* [Work to be completed]: Please pull every line of the records below verbatim, leaving the pictures out of your answer.

* [Dataset]:
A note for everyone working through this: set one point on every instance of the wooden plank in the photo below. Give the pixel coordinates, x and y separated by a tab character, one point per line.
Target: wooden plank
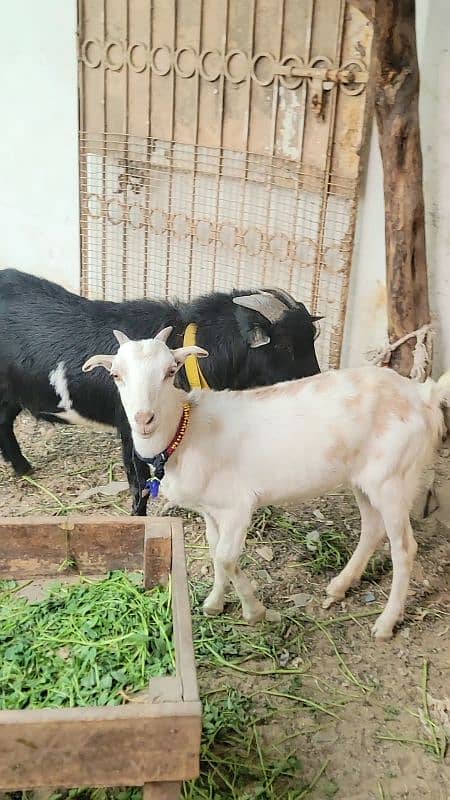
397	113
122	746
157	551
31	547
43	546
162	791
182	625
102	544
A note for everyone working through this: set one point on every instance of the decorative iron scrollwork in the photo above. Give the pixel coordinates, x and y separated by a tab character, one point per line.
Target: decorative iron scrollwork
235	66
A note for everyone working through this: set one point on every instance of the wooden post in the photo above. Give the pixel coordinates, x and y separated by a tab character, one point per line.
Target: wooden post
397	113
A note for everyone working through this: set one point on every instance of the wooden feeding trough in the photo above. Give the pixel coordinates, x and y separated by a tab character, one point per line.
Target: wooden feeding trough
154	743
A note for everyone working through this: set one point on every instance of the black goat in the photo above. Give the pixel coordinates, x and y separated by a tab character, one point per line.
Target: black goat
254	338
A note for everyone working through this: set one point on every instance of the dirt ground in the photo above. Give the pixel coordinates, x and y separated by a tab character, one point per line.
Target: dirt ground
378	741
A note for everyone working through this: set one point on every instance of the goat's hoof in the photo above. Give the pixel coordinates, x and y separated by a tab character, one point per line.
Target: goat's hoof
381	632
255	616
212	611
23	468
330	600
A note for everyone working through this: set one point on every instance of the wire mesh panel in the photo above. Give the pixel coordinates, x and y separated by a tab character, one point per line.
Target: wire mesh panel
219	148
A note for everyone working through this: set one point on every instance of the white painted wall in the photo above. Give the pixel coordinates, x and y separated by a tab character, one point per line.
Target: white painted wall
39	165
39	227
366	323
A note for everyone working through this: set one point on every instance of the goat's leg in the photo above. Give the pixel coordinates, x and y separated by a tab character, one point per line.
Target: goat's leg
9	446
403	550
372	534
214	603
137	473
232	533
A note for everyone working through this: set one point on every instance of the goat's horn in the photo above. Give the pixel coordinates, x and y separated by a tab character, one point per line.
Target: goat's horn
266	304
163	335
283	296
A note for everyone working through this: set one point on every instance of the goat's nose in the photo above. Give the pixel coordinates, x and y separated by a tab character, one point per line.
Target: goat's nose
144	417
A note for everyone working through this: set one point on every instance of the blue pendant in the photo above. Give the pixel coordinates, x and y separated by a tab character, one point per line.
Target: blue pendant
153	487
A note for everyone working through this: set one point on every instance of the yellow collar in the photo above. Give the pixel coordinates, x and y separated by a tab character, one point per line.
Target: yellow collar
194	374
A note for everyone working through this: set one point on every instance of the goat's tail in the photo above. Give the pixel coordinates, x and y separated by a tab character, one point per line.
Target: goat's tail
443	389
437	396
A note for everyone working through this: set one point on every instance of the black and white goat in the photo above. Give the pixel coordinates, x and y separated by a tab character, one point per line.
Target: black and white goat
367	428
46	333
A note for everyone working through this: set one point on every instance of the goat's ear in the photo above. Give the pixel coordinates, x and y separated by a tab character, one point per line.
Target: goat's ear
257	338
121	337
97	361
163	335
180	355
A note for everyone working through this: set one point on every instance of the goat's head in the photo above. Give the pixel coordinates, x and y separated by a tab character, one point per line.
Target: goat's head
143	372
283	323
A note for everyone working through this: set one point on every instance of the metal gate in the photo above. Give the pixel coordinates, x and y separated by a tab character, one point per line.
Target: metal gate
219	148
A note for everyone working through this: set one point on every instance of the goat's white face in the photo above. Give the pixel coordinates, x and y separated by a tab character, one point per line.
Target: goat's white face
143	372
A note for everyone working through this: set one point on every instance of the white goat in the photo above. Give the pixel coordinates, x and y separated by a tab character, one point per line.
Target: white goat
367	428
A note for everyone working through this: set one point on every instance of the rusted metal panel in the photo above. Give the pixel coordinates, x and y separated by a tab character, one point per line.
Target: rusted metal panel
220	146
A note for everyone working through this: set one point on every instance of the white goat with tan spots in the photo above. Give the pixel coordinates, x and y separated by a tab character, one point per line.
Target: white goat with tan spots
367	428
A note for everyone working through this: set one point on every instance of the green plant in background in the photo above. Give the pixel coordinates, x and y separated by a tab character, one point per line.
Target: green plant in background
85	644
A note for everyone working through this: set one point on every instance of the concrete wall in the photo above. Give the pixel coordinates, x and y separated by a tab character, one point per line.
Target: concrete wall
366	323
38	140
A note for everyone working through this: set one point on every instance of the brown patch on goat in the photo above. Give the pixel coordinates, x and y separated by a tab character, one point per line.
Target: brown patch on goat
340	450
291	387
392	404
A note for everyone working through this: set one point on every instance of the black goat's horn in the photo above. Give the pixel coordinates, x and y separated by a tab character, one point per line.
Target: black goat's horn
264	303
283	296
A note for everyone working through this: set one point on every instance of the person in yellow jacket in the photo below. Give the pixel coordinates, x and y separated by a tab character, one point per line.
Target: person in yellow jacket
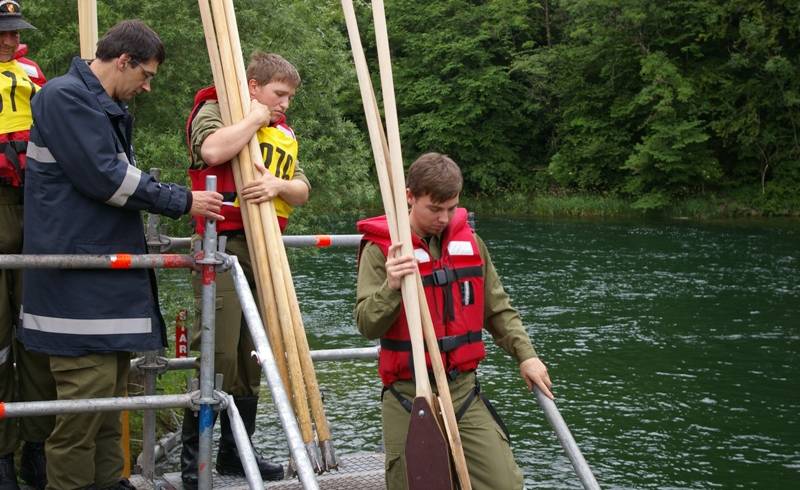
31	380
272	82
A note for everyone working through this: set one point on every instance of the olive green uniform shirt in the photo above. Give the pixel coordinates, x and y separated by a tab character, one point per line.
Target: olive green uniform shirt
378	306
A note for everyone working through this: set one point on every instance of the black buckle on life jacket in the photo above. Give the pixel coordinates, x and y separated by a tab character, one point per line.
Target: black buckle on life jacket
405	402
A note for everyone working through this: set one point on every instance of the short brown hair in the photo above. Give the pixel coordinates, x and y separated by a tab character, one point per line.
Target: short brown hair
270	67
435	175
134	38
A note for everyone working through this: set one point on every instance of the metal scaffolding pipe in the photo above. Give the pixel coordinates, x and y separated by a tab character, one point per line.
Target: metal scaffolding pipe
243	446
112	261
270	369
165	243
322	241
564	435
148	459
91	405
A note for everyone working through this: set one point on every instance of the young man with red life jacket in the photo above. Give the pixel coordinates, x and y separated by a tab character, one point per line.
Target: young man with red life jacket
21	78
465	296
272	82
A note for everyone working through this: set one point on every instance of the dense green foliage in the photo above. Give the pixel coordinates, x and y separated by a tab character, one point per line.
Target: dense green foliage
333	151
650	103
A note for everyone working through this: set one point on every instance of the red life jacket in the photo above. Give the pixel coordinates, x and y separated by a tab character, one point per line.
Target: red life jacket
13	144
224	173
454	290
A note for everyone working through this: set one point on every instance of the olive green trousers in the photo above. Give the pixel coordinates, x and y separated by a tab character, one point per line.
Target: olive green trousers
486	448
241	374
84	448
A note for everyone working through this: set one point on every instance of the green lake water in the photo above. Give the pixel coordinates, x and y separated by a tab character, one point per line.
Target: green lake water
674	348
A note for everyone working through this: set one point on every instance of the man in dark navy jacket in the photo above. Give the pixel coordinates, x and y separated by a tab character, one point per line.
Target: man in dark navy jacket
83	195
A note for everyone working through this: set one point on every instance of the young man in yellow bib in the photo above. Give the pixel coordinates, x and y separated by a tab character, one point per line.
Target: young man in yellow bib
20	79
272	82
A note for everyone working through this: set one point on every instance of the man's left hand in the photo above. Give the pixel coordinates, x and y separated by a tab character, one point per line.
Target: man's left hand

* [Task response]:
A note for everyone working through this: set one point on every instance of the wooden plank in the photo below. Give the pixel coordinates, x and y separated by a tab character, one point per line.
Target: wooden plank
397	113
122	746
157	551
31	547
43	546
162	791
182	625
102	544
A note for everyone working through this: set one point on every instance of the decorative iron scrollwork in the photo above. Give the pixel coordinates, x and y separated by a tab character, one point per line.
Target: decorative iron scrollwork
235	66
A note for everyone working through this: set one point on every instance of the wooden post in the photo above. Give the pixel coordinates, x and y separated by a tab character, one point per line.
Target: wooden post
397	113
A note for everyone working through this: set one point on every instance of the wooden feeding trough in the photo above. Give the pixel coordinates, x and y separated by a tab character, one point per line.
Target: wooden feeding trough
154	743
A note for everyone working through this: set one point on every instance of the black goat in the photo above. Give the pixel coordinates, x and y separated by a tab character, one point per line.
Target: black goat
254	338
A note for everyone working through this: set one point on every instance of the dirt ground in the photo above. Give the pixel coordinates, x and y separated by a tab character, one point per line.
Target: dirt ground
378	741
A note for everyone working through this: set one point on every instance of the goat's hoof in the photo above. Give the pixel coordinates, x and y separated by a tab character, one point per line.
Target: goat's hoof
381	632
255	616
212	611
23	468
330	600
A note for everyone working through this: set one point on every instance of the wire mesh panel in the photo above. Give the pixel coordinates, x and y separated by a tab character, one point per line.
Target: wire mesh panel
219	148
A note for everyone working through this: set one point on every instance of the white painted wall in the photo above. Give the pixel coordinates, x and y separated by a tab character, one point per line.
Target: white painted wall
39	165
39	227
366	323
A note for everyone working through this: set one point on every instance of the goat's leg in the photo above. Give the pixel coordinates, x and y separated by a tab character, one point per line.
Target: goat's leg
9	446
403	550
372	534
214	603
137	473
232	533
A note for everyone working through this: set one point on every instance of the goat's horn in the photo above. Give the pixel coordinates, x and y separated by a tab character, one point per line.
Target: goat's horn
266	304
163	335
283	296
A note for everyone working through this: set one point on every instance of the goat's nose in the photo above. Give the pixel coordinates, x and y separated by a tab character, one point per line.
Target: goat's nose
144	417
A note for everyone working through this: set one point on every instance of the blue pendant in the photo above. Give the pixel coordinates, x and y separated by a tab character, one point per line.
Target: blue pendant
153	487
A note for everyone working through this: set one point on every instance of the yellow collar in the photo above. Give the pixel coordinates, x and y separated by a tab character, one point per line.
Target: yellow collar
194	374
A note for everyone working through this: set one point on every instance of the goat's tail in the photo above. Give the pixel coordinates, x and y separated by a tab character, one point per line.
Target: goat's tail
443	389
437	396
A note for everyone working through this: set one point on every instance of the black and white goat in the photo above. Give the pixel coordinates, x and y separated by a tab character, one point per line.
Target: black and white goat
367	428
46	333
A note for everyone working through this: set one point on every instance of the goat's ear in the photo above. Give the pixel coordinates, x and y separated by a tab character, one point per line.
Target: goat's ear
257	338
121	337
97	361
163	335
180	355
A note for everyone working through this: set one point on every instance of the goat's head in the photo above. Give the pixel coordinates, x and y separated by a tab character, one point per line.
Target: goat's head
143	372
283	323
A note for everyone working through this: set one point on every instance of the metal gate in the photo above. Give the pixel coordinates, x and y separated by a tab character, one point per line.
Target: metal gate
219	148
A note for everyone working through this: set one point on every instance of the goat's white face in the photo above. Give the pixel coordinates, x and y separated by a tab character, one point per line.
Target: goat's white face
143	372
A note for everyone working through this: set one point on every instance of the white goat in the photo above. Give the pixel coordinates, x and y separated by a tab character, one point per line.
Target: white goat
367	428
A note for everyone working through this: set one point on every instance of the rusted metal panel in the photo above. Give the pixel coordinates, x and y separated by a tab character, one point per line.
Target: rusted metal panel
220	146
A note for everyone working through this: set one point on every instance of the white goat with tan spots in the photo above. Give the pixel coordinates, x and y separated by a tab character, one point per line.
Target: white goat with tan spots
367	428
A note for everyone working through this: set one point on every instance of the green plant in background in the photo above. Give the pixel coordinates, x and y separated by a tab character, one point per line.
Target: green plant in background
85	644
A note for everyone working through this: set one point on every instance of the concrete wall in the photo above. Give the pixel coordinates, x and y separated by a tab character, one point per line.
Target: concrete wall
366	323
38	140
A note for everyone working through this: set one point on every instance of the brown patch on goat in the photo above. Give the pixel coordinates, x and y separated by a tab character, one point per line.
Target: brown patch on goat
340	450
291	387
392	404
A note for everyone working through this: set one point on every instance of the black goat's horn in the photo above. Give the pixel coordinates, x and y separated by a tab character, one point per line.
Target: black goat's horn
264	303
283	296
A note for everyone working through this: set one point on every instance of the person in yellow jacket in the photo below. Give the pixel coordinates, x and y separated by a tab character, one point per line.
Target: person in yellow jacket
31	380
272	82
A note for everyone working through this: set one point on every instance of the olive green uniform shirt in the photo above. Give the pixel coordinates, x and y separated by a tab character, one point per line.
Target: olive green uniform shirt
378	306
A note for everyone working through this: set one point on every instance of the black buckle on life jacket in the photo above. Give the pixel coordinates, x and y separated by a tab character, one point per line.
Target: black buckle on life jacket
405	402
A note for everyone working through this: set one point on every instance of the short brown hair in the photo above. Give the pixel coordinates, x and y separated by a tab character, one point per line.
Target: short brown hair
270	67
435	175
134	38
A note for everyone working through this: set one point on every instance of the metal scaffolding pipe in the photo above. Give the pixel coordinates, x and y separated by a tab character, one point per line.
Target: metal scaffolding pipe
243	446
112	261
270	369
165	243
322	241
564	435
148	459
91	405
A note for everyone working through this: set one point on every instance of the young man with red life jacket in the photo above. Give the pixel coordinates, x and y separated by a tab character, one point per line.
Target: young man with red life jacket
21	78
465	296
272	82
A note for everyone working through this: set one point on every instance of the dense green foliage in the photo above. Give the pixel coordinates, x and y separated by a tab character, one point per line.
Target: dense green foliage
333	151
650	103
A note for everyone working through this: set one point on every instance of the red life jacket in the photo above. Give the pixel coordinates, x and y separated by a tab character, one point per line.
Target: red life jacket
13	144
224	173
454	290
A note for everyone working through this: set one point on every instance of the olive green trousers in the photo above. Give the pixel coordinates, x and y separated by a tab character, one point per line.
Target: olive green trousers
486	448
241	374
84	448
A note for everyone working through this: set one point on every instance of the green lake water in the photo above. Give the pixel coordinates, x and y separated by a tab character, one point per line.
Target: green lake water
674	348
A note for everyone working through this: set one point on every instance of the man in dark navy jacket in the photo above. Give the pixel coordinates, x and y separated by a tab character, one point per line.
Target: man in dark navy jacket
83	195
A note for everyone working through this: set one point on every instance of the young man in yellow bib in the photo above. Give the pixel coordinates, x and y separated by a tab character, one point per line.
Target: young man in yellow bib
20	79
272	82
A note for everyone working through this: set one point on every instance of the man's left hand in the photo above. Give the pixel coordinates, x and y separated by a tab character, one point per line.
Target: man's left hand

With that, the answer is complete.